What to work on
From the data below, repeat exactly the lines from the line with "In this exercise you will pick out the cloud-covered" to the line with "In this exercise you will pick out the calm", both included.

Data supplied
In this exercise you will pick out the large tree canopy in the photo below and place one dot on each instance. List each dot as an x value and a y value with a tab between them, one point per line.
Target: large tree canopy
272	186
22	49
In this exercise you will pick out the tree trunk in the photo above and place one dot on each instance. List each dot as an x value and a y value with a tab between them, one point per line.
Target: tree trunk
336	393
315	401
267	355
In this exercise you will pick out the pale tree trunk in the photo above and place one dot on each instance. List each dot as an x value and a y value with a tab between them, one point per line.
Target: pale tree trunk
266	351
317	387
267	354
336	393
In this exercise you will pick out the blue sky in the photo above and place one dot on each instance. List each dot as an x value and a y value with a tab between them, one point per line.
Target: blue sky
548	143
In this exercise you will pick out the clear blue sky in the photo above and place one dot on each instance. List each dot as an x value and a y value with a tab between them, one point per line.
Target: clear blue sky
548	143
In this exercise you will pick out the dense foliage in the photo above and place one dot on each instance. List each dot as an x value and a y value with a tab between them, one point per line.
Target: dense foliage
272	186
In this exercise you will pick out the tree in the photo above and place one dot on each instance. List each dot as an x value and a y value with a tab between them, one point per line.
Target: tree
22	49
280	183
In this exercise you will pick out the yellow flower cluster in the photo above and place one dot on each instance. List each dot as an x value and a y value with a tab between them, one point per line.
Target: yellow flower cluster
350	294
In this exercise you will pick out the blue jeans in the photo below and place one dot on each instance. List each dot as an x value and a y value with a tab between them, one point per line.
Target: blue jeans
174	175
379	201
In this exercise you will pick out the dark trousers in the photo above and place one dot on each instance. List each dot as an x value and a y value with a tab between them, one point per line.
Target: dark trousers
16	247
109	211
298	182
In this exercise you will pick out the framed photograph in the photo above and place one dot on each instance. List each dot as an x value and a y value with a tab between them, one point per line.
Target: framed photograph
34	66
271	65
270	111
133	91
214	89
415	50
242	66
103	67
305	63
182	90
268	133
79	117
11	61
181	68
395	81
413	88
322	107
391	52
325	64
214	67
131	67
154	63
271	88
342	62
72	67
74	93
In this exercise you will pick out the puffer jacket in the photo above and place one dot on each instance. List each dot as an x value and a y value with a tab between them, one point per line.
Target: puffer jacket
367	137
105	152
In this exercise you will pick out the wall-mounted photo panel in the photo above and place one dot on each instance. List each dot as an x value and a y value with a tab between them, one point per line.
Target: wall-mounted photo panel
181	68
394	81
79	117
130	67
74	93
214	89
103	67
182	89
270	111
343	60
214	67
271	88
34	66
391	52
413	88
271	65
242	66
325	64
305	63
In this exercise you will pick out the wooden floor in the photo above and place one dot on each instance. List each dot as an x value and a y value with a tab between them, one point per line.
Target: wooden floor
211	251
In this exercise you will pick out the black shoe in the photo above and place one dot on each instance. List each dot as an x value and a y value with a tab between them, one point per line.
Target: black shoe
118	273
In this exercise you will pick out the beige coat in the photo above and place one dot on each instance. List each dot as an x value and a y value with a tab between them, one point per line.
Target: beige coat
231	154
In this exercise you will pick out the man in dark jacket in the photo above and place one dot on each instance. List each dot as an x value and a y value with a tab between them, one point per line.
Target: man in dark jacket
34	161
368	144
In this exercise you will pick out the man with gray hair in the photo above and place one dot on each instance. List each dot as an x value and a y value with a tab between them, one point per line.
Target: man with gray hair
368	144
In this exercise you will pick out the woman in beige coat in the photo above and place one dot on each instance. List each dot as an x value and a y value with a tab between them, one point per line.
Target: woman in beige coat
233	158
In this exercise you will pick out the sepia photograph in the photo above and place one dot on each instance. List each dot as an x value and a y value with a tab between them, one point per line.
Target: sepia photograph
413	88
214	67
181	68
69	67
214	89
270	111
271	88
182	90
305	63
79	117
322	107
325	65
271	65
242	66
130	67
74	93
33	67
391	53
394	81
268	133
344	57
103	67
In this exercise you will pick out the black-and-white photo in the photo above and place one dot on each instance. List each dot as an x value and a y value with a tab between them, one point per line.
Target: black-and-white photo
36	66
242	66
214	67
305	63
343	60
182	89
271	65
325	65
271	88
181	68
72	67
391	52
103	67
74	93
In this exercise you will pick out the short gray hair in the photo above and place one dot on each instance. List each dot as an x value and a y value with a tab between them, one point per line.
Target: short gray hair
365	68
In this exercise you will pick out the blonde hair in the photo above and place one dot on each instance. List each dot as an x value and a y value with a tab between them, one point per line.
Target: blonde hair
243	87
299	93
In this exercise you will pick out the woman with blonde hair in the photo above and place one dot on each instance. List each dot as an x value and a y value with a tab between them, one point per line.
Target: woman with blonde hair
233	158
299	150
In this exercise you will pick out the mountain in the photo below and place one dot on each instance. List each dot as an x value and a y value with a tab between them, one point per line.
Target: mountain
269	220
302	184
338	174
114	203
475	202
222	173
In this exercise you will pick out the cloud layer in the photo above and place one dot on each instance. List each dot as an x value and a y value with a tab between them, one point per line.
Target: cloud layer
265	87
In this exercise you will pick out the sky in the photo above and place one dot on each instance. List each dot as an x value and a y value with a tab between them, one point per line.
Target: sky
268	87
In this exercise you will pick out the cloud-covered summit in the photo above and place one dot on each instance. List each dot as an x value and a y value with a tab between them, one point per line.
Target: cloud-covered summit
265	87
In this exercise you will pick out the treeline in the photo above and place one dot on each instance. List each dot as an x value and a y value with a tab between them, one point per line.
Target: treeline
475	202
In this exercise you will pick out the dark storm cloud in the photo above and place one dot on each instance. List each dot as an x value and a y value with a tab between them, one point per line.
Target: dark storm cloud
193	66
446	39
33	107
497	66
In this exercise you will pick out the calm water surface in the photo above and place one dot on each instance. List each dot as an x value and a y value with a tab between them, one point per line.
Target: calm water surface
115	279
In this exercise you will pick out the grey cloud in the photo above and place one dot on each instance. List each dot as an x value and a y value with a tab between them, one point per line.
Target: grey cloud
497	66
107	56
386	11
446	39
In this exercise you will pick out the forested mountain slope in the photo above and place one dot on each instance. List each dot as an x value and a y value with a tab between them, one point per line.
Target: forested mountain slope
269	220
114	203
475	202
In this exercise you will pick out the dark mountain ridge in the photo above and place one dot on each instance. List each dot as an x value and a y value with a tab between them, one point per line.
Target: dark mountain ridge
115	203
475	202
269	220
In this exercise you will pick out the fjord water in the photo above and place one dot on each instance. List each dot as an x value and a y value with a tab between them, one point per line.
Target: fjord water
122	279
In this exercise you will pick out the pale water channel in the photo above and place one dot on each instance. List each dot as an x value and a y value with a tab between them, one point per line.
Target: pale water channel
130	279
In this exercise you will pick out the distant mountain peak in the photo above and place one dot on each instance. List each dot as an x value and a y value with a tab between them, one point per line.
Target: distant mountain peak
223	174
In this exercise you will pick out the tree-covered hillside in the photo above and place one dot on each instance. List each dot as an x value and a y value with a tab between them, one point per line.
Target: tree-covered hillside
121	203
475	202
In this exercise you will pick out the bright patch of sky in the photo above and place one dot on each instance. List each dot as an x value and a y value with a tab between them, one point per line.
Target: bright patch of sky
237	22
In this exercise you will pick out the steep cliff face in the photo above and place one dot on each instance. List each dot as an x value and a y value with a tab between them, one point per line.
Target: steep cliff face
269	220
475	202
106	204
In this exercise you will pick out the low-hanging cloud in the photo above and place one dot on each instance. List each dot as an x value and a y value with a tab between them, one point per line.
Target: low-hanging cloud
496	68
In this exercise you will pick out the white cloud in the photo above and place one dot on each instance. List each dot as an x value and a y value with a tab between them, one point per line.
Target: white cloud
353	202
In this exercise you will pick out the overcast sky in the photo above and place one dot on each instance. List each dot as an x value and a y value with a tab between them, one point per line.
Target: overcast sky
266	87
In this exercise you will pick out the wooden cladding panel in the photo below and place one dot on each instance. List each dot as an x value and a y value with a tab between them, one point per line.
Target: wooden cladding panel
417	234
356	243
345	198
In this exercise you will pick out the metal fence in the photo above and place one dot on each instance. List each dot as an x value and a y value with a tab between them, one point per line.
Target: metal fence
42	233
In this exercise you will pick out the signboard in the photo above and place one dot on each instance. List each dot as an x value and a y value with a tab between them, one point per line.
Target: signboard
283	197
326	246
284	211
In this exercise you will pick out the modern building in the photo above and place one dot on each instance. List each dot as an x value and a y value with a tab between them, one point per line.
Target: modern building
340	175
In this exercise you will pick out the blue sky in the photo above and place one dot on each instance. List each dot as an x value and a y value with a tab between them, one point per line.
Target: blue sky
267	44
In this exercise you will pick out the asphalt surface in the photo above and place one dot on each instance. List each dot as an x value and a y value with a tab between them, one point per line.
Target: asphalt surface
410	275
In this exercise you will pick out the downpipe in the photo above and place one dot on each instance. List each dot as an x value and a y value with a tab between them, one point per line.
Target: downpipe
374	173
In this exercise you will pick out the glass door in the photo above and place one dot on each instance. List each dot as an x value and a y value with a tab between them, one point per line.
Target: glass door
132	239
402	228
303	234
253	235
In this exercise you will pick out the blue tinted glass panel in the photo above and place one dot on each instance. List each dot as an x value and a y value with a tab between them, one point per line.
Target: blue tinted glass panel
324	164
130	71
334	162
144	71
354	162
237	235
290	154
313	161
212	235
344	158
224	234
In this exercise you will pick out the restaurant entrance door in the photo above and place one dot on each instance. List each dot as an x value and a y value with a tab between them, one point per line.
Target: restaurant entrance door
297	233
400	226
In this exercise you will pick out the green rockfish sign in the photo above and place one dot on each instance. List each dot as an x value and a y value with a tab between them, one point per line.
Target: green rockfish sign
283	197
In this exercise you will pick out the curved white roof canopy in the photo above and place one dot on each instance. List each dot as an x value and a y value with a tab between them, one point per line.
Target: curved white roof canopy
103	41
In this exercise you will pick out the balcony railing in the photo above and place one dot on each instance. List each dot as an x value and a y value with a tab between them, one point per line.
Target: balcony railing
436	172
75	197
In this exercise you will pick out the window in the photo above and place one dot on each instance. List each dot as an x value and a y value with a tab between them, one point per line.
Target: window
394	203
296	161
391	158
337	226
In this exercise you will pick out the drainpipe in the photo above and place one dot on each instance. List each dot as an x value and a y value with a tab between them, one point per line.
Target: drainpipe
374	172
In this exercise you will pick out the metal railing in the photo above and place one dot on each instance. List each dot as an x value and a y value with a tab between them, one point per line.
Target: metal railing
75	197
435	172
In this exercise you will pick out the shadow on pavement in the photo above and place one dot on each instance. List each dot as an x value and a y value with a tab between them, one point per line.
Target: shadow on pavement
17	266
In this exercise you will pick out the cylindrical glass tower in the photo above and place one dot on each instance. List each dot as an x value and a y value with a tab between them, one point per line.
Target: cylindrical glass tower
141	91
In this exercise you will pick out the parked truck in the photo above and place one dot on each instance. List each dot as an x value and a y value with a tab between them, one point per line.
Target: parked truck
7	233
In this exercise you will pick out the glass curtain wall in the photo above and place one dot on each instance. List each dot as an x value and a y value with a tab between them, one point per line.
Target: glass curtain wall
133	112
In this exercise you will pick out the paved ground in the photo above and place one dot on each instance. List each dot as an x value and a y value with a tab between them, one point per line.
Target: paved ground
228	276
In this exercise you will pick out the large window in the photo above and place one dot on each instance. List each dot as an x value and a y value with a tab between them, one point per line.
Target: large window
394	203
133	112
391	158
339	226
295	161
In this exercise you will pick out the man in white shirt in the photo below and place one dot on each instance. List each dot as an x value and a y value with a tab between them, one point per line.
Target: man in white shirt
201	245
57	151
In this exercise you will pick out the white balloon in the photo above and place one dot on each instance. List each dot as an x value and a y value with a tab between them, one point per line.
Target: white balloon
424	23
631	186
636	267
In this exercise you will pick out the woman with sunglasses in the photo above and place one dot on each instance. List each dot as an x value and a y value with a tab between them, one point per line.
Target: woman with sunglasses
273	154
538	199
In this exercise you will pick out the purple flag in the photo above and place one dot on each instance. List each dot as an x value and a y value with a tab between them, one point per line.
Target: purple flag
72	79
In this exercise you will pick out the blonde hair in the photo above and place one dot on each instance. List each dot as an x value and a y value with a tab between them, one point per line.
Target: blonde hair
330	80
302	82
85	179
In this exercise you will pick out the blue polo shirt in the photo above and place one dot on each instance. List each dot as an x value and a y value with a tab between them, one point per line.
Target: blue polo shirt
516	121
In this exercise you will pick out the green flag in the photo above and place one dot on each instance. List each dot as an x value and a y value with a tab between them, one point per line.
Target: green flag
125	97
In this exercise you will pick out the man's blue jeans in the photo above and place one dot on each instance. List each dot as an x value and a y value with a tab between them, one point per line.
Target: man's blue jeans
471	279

Written response
In this exercise you will pick out the cloud-covered summit in the photo above and place one dot on each instance. List each dot as an x value and a y value with a tab between them, one point per line.
Target: cloud-covered summit
265	87
In this exercise you will pick out the treeline in the photo above and place one dot on each instance. List each dot as an x value and a y value with a tab between them, one point per line.
Target: treeline
475	202
In this exercise you will pick out the dark storm cloud in the photo above and place one dot on each instance. List each dot as an x value and a y value with a tab between them, one point per line.
Target: dark storm cloud
193	66
446	39
33	107
497	66
In this exercise you will pick out the calm water surface in the photo above and place one dot on each instance. List each dot as an x value and a y value with a tab between them, one point per line.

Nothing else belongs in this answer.